PROBLEM.
Continue the article about undisclosed trans fats in grocery foods, starting right after its last sentence.

DOCUMENT PASSAGE.
== == ==

The Loophole That’s Letting Companies Sneak Trans Fats Into Your Food

The Environmental Working Group found that 27 percent of all grocery items contained the artery-clogging substance—but only 2 percent disclosed that information.
(Photo: Erik Isaacson/Getty Images)
May 22, 2015· 1 MIN READ
Josh Scherer has written for Epicurious, Thrillist, and Los Angeles magazine. He is constantly covered in corn chip crumbs.

In 2003, California attorney Steven Joseph filed a lawsuit against Kraft Foods with the goal of removing dangerous trans fats from Oreos. One day afer his story made headlines, the processed food giant announced that it would be removing partially hydrogenated oil—one of the most common sources of trans fat—from the iconic sandwich cookie. Everyone cheered.

So, for the past 12 years, you’ve gotten all the nostalgic joy of milk-soaked Oreos without increasing your risk of heart disease—or so it seemed. According to new analysis from the Environmental Working Group, you’re likely packing away more trans fats than nutrition labels would have you believe. Researchers studied 84,000 different foods from the EWG interactive food database and found that 27 percent contained trans fats, and an additional 10 percent contaned ingredients that are likely to contain the substance. The real problem is that only 2 percent of companies disclose that in the nutrition facts.

== == ==

Saved data entries.
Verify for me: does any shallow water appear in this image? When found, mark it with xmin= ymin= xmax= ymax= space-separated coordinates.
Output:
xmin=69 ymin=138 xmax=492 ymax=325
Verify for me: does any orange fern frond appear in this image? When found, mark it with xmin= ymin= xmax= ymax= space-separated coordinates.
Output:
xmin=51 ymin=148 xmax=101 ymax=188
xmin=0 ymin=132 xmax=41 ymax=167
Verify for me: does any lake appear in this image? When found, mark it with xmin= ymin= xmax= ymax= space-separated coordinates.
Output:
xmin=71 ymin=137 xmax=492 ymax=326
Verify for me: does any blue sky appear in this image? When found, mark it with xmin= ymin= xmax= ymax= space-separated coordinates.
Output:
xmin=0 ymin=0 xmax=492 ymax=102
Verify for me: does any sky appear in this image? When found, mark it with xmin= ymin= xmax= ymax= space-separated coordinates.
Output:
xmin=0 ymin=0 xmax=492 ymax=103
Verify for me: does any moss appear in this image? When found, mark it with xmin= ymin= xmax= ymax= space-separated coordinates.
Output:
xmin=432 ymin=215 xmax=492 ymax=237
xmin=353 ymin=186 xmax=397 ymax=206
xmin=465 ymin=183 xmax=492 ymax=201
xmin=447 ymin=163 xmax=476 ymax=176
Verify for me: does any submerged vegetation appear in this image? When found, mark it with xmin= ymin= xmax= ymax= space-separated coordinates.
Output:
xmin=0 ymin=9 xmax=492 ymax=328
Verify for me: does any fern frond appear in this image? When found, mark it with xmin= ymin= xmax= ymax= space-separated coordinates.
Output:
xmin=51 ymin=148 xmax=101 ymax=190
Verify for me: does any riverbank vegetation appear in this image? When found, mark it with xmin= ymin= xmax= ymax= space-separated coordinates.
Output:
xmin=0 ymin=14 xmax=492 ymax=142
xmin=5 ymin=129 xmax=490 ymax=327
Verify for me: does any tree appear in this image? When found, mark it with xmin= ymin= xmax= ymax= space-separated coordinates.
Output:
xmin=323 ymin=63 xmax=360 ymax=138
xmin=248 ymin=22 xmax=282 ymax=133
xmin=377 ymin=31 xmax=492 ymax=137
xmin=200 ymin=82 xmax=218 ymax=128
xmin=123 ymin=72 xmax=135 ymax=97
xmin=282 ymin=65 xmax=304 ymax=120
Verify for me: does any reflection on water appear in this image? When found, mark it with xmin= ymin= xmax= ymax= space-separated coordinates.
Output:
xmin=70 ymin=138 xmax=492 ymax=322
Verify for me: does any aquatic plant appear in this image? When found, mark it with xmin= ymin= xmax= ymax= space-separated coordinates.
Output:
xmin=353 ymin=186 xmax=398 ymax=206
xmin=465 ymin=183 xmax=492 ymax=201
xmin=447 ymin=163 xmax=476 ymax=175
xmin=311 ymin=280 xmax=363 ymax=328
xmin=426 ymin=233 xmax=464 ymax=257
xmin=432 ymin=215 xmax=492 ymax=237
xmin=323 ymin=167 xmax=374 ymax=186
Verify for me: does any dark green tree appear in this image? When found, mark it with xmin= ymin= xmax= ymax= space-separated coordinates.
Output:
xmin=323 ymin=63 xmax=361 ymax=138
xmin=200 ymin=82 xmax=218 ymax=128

== == ==

RESULT FOR THIS EXERCISE.
RELATED: Positive Proof That Banning Trans Fats Leads to Improved Health

They’re able to get away with it because of a federal regulatory loophole that allows companies to round the trans fat content of any food item down to zero if it contains under half of gram of the artery-clogging substance per serving. In the case of trans fats, which have no safe level of consumption recommended by the American Heart Association, any amount you consume is potentially harmful. Those fractions of grams add up over time, and according to a press release from the EWG, “A few slices of frozen pizza and a packaged cookie or two can spike a child’s trans fat intake to unhealthy levels.”

Why You Should Care: Diet-related diseases account for $71 billion in health care costs and claim the lives of an estimated 580,000 Americans each year, according to the Center for Science in the Public Interest. Not only have trans fats been linked to raisng LDL, more commonly known as bad cholesterol, but they’re also associated with lowering HDL—good cholesterol—putting people at risk for heart disease. For people to truly educate themselves about food and make well-informed decisions, the FDA needs to hold food companies accountable for being fully transparent and publicly disclosing all the information about their products.

If you want to find out whether the food you’re eating contains fractions of grams of trans fats, you can use the EWG’s Food Scores database, which uses a 0.0 point scale.